AVAILABLE DATA –
Start of Block

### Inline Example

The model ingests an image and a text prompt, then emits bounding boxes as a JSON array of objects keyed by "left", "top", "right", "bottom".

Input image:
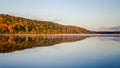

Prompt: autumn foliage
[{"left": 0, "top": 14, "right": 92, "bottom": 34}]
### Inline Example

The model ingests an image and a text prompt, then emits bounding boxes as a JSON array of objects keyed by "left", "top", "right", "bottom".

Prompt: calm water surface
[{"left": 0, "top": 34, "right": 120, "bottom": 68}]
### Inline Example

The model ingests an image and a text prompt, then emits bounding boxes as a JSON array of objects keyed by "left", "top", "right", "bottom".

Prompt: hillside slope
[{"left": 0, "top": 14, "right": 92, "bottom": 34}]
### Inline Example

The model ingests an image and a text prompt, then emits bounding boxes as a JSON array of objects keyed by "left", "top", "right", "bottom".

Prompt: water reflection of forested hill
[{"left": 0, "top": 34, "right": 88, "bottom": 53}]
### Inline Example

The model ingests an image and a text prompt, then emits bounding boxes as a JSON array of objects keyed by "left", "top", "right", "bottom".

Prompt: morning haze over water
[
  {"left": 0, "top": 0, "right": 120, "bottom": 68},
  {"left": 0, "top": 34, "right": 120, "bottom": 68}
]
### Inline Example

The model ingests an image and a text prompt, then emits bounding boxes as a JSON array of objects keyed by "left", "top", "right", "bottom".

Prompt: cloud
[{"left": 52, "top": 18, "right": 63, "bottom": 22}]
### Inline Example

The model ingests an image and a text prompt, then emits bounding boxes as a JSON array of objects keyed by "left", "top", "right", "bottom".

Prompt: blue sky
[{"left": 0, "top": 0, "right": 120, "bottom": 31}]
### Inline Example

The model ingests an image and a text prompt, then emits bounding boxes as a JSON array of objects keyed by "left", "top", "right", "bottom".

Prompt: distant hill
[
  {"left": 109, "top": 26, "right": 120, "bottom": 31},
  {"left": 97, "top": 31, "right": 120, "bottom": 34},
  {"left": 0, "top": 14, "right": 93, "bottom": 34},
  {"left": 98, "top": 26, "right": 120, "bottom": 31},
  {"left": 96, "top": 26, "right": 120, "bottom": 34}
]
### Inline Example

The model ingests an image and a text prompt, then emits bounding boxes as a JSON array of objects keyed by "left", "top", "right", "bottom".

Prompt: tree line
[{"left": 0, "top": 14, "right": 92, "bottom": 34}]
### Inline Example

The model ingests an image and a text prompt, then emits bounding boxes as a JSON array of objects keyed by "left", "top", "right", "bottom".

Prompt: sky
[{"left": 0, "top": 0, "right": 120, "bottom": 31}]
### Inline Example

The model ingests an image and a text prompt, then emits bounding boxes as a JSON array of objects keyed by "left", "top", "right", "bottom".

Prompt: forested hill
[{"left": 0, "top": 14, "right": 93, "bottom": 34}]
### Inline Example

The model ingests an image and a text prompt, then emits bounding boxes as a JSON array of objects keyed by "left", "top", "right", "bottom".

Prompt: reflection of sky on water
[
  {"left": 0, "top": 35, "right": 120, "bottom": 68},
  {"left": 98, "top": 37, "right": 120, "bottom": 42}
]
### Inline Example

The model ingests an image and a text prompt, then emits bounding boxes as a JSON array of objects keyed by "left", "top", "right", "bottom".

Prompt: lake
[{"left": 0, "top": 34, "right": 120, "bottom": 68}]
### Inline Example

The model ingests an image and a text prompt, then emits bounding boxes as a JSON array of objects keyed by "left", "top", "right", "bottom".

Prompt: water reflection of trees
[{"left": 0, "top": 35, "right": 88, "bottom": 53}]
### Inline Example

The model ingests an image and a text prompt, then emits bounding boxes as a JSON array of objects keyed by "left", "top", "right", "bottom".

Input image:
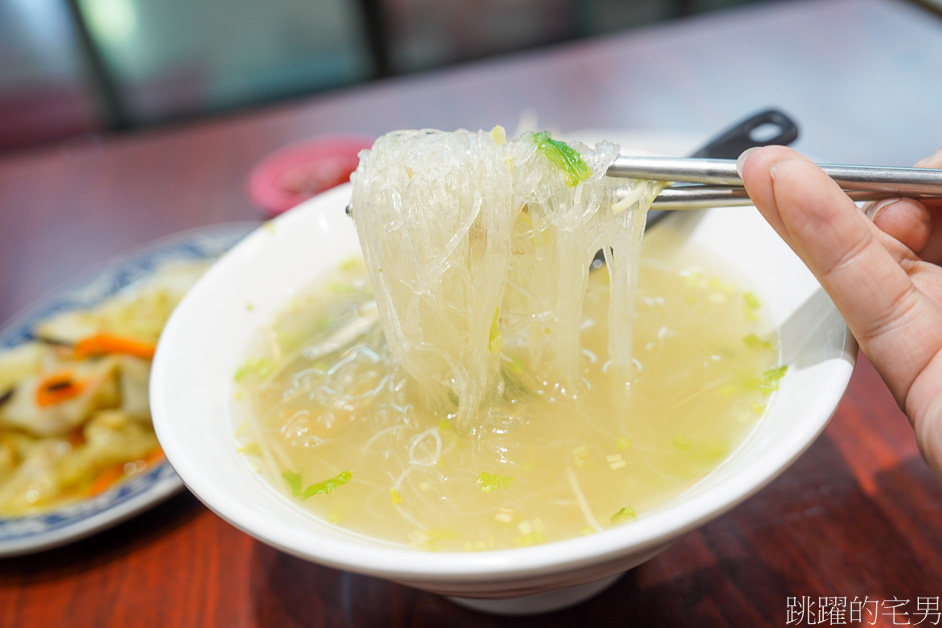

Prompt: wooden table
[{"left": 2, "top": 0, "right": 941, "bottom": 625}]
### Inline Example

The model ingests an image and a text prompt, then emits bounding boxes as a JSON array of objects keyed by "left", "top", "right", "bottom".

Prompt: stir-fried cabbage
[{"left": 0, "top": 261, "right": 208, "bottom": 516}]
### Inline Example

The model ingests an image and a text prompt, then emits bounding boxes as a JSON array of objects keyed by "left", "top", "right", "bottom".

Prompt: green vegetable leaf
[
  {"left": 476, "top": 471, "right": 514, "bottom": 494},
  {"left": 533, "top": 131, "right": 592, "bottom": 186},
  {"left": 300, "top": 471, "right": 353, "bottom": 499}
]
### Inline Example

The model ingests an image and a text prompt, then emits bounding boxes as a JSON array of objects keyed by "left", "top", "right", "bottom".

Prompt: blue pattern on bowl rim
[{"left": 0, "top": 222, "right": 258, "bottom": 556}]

End of Block

Without copying the pictures, transcribe the entries exactly.

### Inline Example

The model ingests an image and a text prompt, then emits bounding boxes as a JSON array of objects keyed by "left", "top", "right", "bottom".

Input image:

Prompt: autumn foliage
[{"left": 0, "top": 14, "right": 92, "bottom": 34}]
### Inline Example

The model ingests an image and a text prompt, then emits bounding boxes as a JSON array of objects keyed by "left", "top", "right", "bottom".

Prompt: calm water surface
[{"left": 0, "top": 34, "right": 120, "bottom": 68}]
### Inline Example

The model ingests an image and a text prompt, then emits bounding boxes as a JSON array of objects keyed by "left", "top", "right", "bottom".

Prompt: hillside slope
[{"left": 0, "top": 14, "right": 92, "bottom": 34}]
### Inline Example

The model ingests an image and a text prompt, then emits bounding boxes as a JSON array of objects keyed by "left", "top", "right", "bottom".

Prompt: water reflection of forested hill
[{"left": 0, "top": 34, "right": 88, "bottom": 53}]
### Inline Example

The model ingests an image and a text prompt, then emits bounding boxes as a JSON array of objects keyed by "left", "top", "right", "bottom".

Prompt: morning haze over water
[
  {"left": 0, "top": 0, "right": 120, "bottom": 68},
  {"left": 0, "top": 34, "right": 120, "bottom": 68}
]
### Inline Example

The model ingests an image and a text prompt, then emits bounding boxes as a JSON array of objects keyed by "left", "top", "right", "bottom".

Prompt: cloud
[{"left": 52, "top": 18, "right": 63, "bottom": 22}]
### Inline Example

The model ingests an image and a text prompt, then emits bounding boxes as a JSON array of objects keyed by "left", "top", "right", "bottom".

Prompt: blue sky
[{"left": 0, "top": 0, "right": 120, "bottom": 31}]
### Inline Example

The model ingests an image and a text prompt, then emits bounding boxes as a JSON array of objects keyed by "left", "top", "right", "bottom".

Prompt: distant hill
[
  {"left": 109, "top": 26, "right": 120, "bottom": 31},
  {"left": 97, "top": 31, "right": 120, "bottom": 34},
  {"left": 0, "top": 14, "right": 93, "bottom": 34},
  {"left": 98, "top": 26, "right": 120, "bottom": 31},
  {"left": 96, "top": 26, "right": 120, "bottom": 34}
]
### Inline Example

The model ingests an image and a text prompt, then emits bounding boxes as a JSON array of objects keyed by "left", "top", "right", "bottom".

Prompt: tree line
[{"left": 0, "top": 14, "right": 92, "bottom": 34}]
### Inline Example

The model ingests an image and a text prompt, then emits bounding boxes as a JSON array of objects keyed by "left", "top", "right", "bottom".

Prompt: sky
[{"left": 0, "top": 0, "right": 120, "bottom": 31}]
### Inline Example

The model ingests an image and a text prompt, then emits bounding boxes as a JSON array of objects keyed by "left", "top", "right", "bottom".

Prompt: forested hill
[{"left": 0, "top": 14, "right": 93, "bottom": 34}]
### Inline Example

The model ingests an image and a text prompt, then emits bounding boxes as a JSON array of objects keyed by "left", "top", "right", "bottom".

Prompt: reflection of sky on water
[
  {"left": 0, "top": 35, "right": 120, "bottom": 68},
  {"left": 98, "top": 37, "right": 120, "bottom": 42}
]
### Inline Example

The model ingests an image and a text prompt, then emits bounding boxes as a JSON array of objects keyed by "left", "top", "right", "bottom".

Prompt: lake
[{"left": 0, "top": 34, "right": 120, "bottom": 68}]
### Inline Example

The model ingests an image and a text prompt, then emits bounding boxes as a JSON array of objects keyed by "left", "top", "right", "bottom".

Prompt: water reflection of trees
[{"left": 0, "top": 35, "right": 88, "bottom": 53}]
### Inline Example

The model ingests an image and a text prompt, then emits bounding boxes as a JSON array of objects keyed by "left", "top", "right", "bottom".

Input image:

Prompt: wooden table
[{"left": 2, "top": 0, "right": 941, "bottom": 625}]
### Inline Example

The model ingests an image and a text prompt, then emits bounding boxes as a JSON array of objects keyed by "left", "top", "right", "bottom".

Prompt: stir-fried cabbage
[{"left": 0, "top": 261, "right": 208, "bottom": 516}]
### Inline Example

The model ingests an image and a text prompt, then emits bounding boxes as a JSON array of objects keyed by "left", "top", "right", "bottom".

Prompt: green vegetable leaf
[
  {"left": 476, "top": 471, "right": 514, "bottom": 494},
  {"left": 533, "top": 131, "right": 592, "bottom": 186},
  {"left": 300, "top": 471, "right": 353, "bottom": 499}
]
### Inline Example

The model ingests an image and a text prompt, then emits bounding boxes as a JSON array of objects keyed by "left", "top", "right", "bottom".

Prompt: blue pattern on bowl rim
[{"left": 0, "top": 222, "right": 258, "bottom": 556}]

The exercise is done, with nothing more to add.